:: PROVIDED DATA ::
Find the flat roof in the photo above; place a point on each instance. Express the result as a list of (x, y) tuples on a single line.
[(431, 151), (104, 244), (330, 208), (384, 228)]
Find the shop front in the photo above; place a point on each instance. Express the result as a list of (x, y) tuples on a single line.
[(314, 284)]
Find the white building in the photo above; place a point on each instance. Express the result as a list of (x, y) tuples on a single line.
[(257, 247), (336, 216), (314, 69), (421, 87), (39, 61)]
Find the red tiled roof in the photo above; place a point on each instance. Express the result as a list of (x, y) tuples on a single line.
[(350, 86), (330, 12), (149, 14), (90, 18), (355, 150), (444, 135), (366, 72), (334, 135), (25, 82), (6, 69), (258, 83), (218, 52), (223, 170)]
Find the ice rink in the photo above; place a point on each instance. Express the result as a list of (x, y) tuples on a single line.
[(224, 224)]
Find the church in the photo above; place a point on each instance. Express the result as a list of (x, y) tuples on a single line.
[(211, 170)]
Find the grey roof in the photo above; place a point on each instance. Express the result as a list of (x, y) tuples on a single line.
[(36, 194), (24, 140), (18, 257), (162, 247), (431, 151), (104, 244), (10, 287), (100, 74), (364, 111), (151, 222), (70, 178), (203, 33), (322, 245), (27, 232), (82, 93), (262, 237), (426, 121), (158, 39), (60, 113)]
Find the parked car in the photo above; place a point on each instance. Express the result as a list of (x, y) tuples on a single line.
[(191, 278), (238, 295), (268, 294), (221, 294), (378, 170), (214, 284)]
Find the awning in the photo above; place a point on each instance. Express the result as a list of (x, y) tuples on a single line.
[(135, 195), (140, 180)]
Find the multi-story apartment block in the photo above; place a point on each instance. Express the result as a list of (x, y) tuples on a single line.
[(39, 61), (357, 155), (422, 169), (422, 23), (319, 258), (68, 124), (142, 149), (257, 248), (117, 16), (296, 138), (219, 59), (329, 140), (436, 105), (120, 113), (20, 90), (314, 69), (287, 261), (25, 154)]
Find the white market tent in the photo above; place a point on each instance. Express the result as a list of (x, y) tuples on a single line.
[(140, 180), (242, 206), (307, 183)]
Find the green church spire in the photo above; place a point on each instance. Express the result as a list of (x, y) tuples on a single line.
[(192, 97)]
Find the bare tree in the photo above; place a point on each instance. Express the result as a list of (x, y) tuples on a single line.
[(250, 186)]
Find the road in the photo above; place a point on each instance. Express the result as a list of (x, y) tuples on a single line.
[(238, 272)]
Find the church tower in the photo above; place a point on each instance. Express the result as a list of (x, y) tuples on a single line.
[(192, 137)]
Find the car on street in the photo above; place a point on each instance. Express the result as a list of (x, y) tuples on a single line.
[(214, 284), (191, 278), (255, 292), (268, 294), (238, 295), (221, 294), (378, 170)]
:::
■ TASK INSTRUCTIONS: Duplicate each of the lines above without any change, from the first to the last.

■ SOLVED PROBLEM:
Find the flat roof in the photo above; place a point on each instance. Express the result as a list of (x, y) tuples on a single line.
[(431, 151), (104, 244), (330, 208), (384, 228)]
Find the shop front in the photo above; place a point on each instance. Express the result as a list of (x, y) tuples on a single line.
[(314, 284)]
Find the white building in the photo above; place a point on each instance. Express the result as a list of (x, y) tuples on a single line.
[(257, 247), (336, 216), (314, 69), (421, 87), (39, 61)]
Find the red tiled roof in the photo above; place a point on each instance. Express the result as a list of (x, y) tuples on a single line.
[(350, 86), (330, 12), (149, 14), (90, 18), (355, 150), (444, 135), (366, 72), (334, 135), (25, 82), (6, 69), (258, 83), (218, 52), (223, 170)]
Find the ice rink in the photo above; place a point on each instance. Express the result as a list of (x, y) tuples on a single line.
[(224, 224)]
Find the church in the photo above; place a point on each instance. Express the result as a list of (x, y) tuples on a single line.
[(211, 170)]
Find the grey roof in the photo above; place a point on each instance. Express the result as a list of (x, y) tuples on a single line.
[(36, 194), (24, 140), (18, 257), (162, 247), (431, 151), (104, 244), (10, 287), (100, 74), (364, 111), (151, 222), (70, 178), (203, 33), (322, 245), (27, 232), (82, 93), (262, 237), (426, 121), (158, 39), (60, 113)]
Find the parked car in the photo above; place a point on each instance. Express the result as a list of (x, y) tuples on a single line.
[(191, 278), (238, 295), (268, 294), (221, 294), (378, 170), (214, 284)]
Find the awning in the photo above; place a point on each instance. Express the result as a list of (x, y) tuples on a single line.
[(135, 195), (140, 180)]
Find the multi-story apartment block in the photo above; place a point on each instance. Express the result as a list of (x, y) tuples on a single line.
[(39, 61), (357, 155), (422, 169), (422, 23), (319, 258), (68, 124), (142, 149), (257, 248), (117, 16), (296, 138), (219, 59), (329, 140), (436, 105), (120, 113), (20, 90), (314, 69), (287, 261), (25, 154)]
Find the white market tent in the photo above; place a point on each instance. Express the result as a list of (x, y) tuples on a single line.
[(140, 180), (242, 206), (307, 183)]
Find the green church spire in the photo above; place a point on each instance. Express the result as a list of (x, y) tuples on a single line.
[(192, 97)]
Find the bare tree in the photo above; place a point on each instance. Express the result as a list of (x, y) tuples on a single line.
[(250, 186)]
Find the road in the photo above; place a point on each instance. Express the result as a list of (x, y) tuples on a single line.
[(238, 272)]
Find the church tower in the photo above; place a point on each instance. Express the result as a list of (x, y) tuples on a single line.
[(192, 137)]
Find the car on street in the photo above; place a point on each instance. Express the result as a list of (x, y) tuples on a single line.
[(214, 284), (191, 278), (255, 292), (268, 294), (238, 295), (221, 294), (378, 170)]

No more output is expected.